* _WHAT YOU HAVE TO DO_:
Starting at the line that contains "Each <instance> block has" and ending at the line that contains "negative clicks: (344, 108)", the lines below are to be given again exactly, with nothing added.

* _RECORDS_:
-=-=-

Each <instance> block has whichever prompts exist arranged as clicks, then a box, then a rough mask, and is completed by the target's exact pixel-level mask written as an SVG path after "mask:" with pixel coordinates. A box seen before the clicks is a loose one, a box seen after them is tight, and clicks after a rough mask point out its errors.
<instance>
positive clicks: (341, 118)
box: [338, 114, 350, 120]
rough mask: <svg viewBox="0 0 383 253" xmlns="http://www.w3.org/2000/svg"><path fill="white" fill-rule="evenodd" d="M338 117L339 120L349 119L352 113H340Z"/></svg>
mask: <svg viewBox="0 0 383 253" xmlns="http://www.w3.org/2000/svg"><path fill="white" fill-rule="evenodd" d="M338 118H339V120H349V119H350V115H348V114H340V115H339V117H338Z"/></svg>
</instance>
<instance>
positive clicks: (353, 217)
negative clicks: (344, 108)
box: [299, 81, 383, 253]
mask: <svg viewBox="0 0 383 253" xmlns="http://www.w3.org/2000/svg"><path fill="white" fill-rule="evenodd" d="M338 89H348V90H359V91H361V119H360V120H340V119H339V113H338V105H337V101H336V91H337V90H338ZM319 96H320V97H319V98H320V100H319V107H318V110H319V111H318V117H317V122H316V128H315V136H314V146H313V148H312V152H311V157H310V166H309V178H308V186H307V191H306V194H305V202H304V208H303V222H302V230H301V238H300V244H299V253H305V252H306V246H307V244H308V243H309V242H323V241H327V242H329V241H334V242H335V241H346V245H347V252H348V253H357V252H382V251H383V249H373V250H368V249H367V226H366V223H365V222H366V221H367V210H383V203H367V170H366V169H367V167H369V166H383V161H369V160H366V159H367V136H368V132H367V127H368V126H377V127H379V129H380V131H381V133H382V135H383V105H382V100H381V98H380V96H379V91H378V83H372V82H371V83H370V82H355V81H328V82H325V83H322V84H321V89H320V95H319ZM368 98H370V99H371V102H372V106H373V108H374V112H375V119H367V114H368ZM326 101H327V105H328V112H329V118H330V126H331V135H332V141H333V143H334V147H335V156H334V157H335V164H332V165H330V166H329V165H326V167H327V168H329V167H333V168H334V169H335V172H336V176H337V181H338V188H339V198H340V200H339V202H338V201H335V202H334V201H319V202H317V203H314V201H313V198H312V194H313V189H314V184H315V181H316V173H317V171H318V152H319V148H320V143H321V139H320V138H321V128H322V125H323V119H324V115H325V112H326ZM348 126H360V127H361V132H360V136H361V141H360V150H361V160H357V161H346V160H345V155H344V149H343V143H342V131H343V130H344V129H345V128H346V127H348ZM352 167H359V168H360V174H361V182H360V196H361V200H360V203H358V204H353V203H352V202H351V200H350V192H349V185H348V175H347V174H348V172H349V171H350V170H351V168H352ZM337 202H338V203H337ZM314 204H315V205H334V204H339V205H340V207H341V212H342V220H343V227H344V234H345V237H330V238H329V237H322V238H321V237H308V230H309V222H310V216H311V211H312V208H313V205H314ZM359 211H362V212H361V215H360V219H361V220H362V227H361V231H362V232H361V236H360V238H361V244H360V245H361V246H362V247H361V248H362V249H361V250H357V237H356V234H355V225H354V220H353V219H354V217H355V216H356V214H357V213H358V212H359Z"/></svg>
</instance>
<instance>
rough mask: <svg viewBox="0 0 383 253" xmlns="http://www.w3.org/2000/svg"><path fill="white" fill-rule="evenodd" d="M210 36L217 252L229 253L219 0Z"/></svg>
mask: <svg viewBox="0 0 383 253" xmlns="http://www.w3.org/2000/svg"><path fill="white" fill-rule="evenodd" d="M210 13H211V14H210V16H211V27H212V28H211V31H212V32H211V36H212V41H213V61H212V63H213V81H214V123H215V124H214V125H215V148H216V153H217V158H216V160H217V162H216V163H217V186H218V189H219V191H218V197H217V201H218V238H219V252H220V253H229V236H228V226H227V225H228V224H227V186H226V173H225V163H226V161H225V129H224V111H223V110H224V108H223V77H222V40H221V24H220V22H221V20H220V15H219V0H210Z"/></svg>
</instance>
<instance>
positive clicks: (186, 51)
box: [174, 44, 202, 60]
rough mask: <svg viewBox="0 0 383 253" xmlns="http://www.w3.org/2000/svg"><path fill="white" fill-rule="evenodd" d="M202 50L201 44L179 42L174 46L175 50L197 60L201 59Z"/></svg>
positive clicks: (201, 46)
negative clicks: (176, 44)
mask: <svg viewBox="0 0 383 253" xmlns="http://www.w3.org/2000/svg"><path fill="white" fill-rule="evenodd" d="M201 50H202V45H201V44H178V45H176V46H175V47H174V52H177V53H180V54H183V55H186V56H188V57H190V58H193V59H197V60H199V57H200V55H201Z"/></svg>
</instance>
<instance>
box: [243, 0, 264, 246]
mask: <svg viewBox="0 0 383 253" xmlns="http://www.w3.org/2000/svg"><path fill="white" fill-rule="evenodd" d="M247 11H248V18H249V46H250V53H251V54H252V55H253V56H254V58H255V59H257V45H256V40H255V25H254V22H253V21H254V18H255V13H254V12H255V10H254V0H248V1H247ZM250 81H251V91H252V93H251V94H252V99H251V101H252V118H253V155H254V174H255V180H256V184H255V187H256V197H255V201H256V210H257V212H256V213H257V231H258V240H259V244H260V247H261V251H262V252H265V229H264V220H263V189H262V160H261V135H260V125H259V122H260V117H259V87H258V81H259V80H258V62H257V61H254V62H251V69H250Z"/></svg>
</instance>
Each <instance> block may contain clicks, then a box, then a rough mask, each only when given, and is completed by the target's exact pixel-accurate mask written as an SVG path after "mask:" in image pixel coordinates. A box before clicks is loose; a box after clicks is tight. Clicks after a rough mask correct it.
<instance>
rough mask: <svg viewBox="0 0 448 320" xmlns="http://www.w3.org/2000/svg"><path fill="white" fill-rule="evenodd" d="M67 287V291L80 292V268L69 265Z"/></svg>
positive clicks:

-=-=-

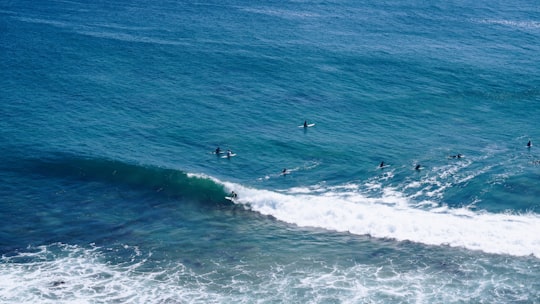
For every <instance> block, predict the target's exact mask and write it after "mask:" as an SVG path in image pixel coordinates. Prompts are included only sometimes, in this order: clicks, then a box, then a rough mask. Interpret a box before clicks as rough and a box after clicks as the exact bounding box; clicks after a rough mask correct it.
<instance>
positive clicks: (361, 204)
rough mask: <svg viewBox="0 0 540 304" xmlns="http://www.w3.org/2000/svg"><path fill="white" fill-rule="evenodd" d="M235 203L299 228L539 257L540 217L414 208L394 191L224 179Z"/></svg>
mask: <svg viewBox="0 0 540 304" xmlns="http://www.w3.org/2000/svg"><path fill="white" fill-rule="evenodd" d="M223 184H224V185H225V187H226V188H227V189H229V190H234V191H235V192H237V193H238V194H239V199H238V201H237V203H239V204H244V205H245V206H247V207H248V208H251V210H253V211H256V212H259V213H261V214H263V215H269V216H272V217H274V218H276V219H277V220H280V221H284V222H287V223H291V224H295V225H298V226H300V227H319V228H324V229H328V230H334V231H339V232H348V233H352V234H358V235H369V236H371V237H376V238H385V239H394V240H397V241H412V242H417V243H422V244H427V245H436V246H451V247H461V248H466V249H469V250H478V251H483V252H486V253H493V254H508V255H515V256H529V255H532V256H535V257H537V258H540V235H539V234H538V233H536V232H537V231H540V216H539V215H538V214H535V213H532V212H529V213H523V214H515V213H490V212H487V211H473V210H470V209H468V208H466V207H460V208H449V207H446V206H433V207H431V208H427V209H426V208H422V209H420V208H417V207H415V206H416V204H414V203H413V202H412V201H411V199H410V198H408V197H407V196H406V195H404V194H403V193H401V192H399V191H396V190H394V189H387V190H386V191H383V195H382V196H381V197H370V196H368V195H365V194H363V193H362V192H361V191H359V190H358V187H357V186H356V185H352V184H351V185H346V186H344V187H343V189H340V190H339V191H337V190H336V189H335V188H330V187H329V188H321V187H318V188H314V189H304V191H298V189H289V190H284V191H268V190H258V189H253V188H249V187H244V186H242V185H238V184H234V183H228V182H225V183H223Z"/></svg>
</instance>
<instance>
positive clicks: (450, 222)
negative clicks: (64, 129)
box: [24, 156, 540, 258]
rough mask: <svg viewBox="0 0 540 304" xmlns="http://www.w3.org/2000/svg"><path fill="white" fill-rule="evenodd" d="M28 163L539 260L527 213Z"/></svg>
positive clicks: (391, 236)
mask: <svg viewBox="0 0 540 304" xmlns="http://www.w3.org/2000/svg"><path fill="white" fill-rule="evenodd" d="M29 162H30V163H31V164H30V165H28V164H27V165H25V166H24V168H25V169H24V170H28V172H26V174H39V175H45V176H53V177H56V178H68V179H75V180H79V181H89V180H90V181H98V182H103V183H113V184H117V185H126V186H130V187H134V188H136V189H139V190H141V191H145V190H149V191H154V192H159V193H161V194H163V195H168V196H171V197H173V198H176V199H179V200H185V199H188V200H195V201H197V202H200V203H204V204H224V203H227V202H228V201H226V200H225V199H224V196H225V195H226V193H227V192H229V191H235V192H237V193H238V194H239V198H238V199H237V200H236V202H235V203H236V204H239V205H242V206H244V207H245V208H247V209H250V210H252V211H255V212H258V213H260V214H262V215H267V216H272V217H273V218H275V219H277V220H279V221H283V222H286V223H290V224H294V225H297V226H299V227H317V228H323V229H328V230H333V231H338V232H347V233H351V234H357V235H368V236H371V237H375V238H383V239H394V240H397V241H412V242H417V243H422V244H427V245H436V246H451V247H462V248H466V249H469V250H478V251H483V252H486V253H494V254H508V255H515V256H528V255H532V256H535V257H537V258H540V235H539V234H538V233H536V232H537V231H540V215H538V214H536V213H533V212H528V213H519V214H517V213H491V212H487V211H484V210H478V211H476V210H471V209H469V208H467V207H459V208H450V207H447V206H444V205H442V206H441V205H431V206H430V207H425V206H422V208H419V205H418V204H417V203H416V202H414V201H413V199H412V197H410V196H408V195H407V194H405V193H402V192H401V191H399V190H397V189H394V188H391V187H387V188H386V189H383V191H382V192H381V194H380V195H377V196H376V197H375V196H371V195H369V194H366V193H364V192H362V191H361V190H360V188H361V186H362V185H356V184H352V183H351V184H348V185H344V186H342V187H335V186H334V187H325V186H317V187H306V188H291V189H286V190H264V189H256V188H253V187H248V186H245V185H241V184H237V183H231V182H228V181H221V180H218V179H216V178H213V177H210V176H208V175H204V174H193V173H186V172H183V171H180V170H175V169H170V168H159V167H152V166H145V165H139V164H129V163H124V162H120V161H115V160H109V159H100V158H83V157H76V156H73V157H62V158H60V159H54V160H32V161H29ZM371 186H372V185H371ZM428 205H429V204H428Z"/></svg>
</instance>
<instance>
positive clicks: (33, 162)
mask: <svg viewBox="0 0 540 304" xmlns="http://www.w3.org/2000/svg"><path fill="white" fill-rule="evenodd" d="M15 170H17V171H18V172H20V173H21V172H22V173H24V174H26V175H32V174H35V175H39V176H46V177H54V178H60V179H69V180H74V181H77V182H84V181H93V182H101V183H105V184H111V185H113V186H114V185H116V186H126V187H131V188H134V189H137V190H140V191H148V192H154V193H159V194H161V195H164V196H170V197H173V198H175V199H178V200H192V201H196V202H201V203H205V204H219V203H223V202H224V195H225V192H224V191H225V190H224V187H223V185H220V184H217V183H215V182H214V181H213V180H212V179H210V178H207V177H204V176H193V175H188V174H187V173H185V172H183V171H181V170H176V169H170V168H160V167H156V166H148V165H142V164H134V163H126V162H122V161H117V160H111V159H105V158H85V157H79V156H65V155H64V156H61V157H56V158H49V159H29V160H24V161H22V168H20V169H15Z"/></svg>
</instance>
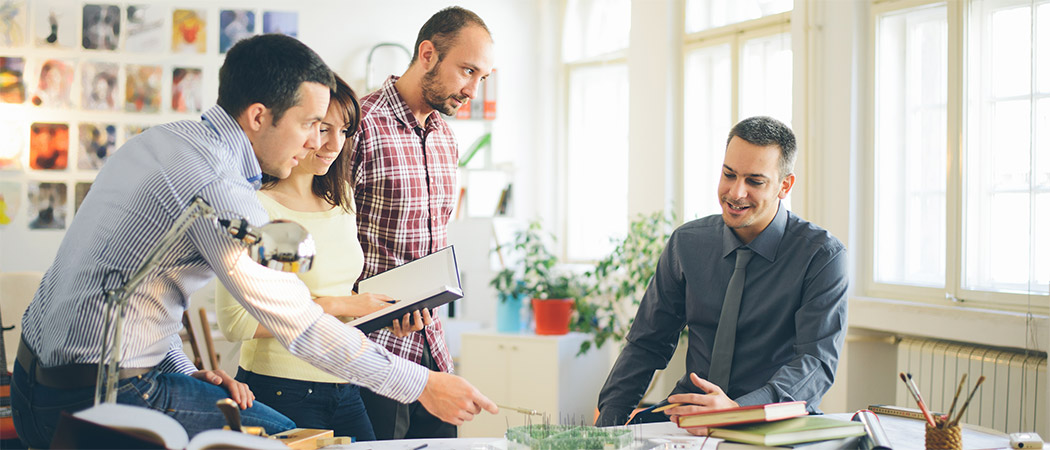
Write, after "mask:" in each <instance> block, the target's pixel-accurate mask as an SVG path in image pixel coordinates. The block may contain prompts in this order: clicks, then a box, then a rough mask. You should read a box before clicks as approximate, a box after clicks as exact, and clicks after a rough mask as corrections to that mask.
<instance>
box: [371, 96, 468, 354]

-=-=-

* _FINISHED TASK_:
Each <instance> block has whichever prompts exist arranged as clicks, then a box, then a rough mask, and is completed by the target's exact pixel-level mask written as an SVG path after "mask:" with pixel coordinates. A box seen before the clicks is a loose one, a box seen after them is tight, and clicks after a rough mask point out its errors.
<instance>
positive clicks: (341, 118)
box: [338, 114, 350, 120]
rough mask: <svg viewBox="0 0 383 253" xmlns="http://www.w3.org/2000/svg"><path fill="white" fill-rule="evenodd" d="M338 117L339 120L349 119L352 113H340Z"/></svg>
mask: <svg viewBox="0 0 383 253" xmlns="http://www.w3.org/2000/svg"><path fill="white" fill-rule="evenodd" d="M338 118H339V120H349V119H350V115H348V114H340V115H339V117H338Z"/></svg>
</instance>
<instance>
positive clicks: (353, 217)
negative clicks: (344, 108)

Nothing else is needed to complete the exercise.